▶ [TASK TO CARRY OUT]: Hunt for the word "target" across the entries below, copying each line that holds it.

Source data:
*** Begin section ***
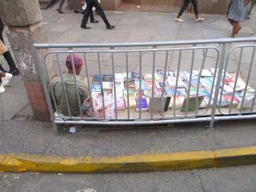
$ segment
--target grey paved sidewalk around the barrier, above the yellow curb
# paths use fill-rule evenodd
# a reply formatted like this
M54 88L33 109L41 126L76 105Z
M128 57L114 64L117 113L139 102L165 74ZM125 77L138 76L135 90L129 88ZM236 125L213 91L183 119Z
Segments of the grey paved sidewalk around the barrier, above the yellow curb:
M80 28L82 15L65 10L58 14L43 11L49 42L148 42L175 39L226 38L231 28L225 16L205 15L206 21L195 23L192 14L184 14L184 23L176 23L176 13L106 12L113 31L102 20ZM242 24L239 37L256 34L256 9ZM147 130L99 131L78 130L74 135L56 137L51 124L28 119L32 111L20 76L14 77L3 94L0 153L28 152L58 155L125 155L132 153L167 153L187 150L214 150L256 144L255 121L217 124L214 131L206 124L152 127ZM26 107L27 106L27 107ZM11 120L15 117L15 120ZM97 127L96 127L97 128ZM93 127L95 129L95 127Z

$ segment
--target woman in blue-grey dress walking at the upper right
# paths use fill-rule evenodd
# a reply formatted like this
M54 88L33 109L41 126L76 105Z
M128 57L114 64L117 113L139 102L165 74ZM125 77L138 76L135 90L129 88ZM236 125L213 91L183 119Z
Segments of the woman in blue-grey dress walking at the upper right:
M227 17L232 24L231 38L235 38L240 31L240 22L246 20L250 11L251 0L228 0Z

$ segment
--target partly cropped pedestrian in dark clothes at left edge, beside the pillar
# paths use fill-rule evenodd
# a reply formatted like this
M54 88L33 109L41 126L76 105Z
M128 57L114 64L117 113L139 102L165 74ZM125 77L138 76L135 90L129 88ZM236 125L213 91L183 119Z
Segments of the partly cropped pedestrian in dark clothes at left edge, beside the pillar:
M5 45L5 41L2 37L2 32L4 31L5 25L2 23L2 20L0 18L0 39L2 43ZM15 62L13 61L13 57L9 50L6 50L5 53L2 53L2 56L5 57L7 64L9 65L9 73L13 74L13 76L17 76L20 74L19 69L16 67ZM2 72L6 72L4 68L2 68L2 65L0 64L0 70Z

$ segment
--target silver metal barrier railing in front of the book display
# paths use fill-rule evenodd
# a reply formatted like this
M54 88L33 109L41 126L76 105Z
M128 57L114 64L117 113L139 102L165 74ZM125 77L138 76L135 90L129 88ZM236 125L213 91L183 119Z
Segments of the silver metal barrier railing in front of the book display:
M247 44L243 44L245 42ZM210 127L213 127L214 120L256 117L256 85L251 76L255 65L255 42L256 38L34 46L37 49L51 49L42 61L43 68L39 67L39 75L51 117L56 124L118 125L209 121ZM65 57L74 53L80 54L86 64L80 75L88 86L93 112L91 116L83 115L83 101L73 58L72 88L76 92L75 99L70 97L67 91L69 85L64 83ZM61 79L65 114L58 111L56 93L51 83L48 84L48 58L54 62ZM124 81L121 81L122 89L118 84L120 81L116 82L117 74L124 77ZM97 91L92 88L95 87L93 76L99 77L96 87L100 88ZM109 77L109 83L102 76ZM147 77L150 78L146 80ZM109 84L112 87L106 86ZM70 101L71 99L76 101ZM119 109L121 99L125 109ZM95 105L95 101L101 103L99 109L96 109L98 105ZM74 102L79 110L76 115L70 106ZM57 109L55 113L54 109Z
*** End section ***
▶ [FINISHED EXERCISE]:
--target grey paved sidewalk around the barrier, above the yellow curb
--target woman in blue-grey dress walking at the upper right
--target partly cropped pedestrian in dark clothes at left edge, beside the pillar
--target silver metal barrier railing in front of the book display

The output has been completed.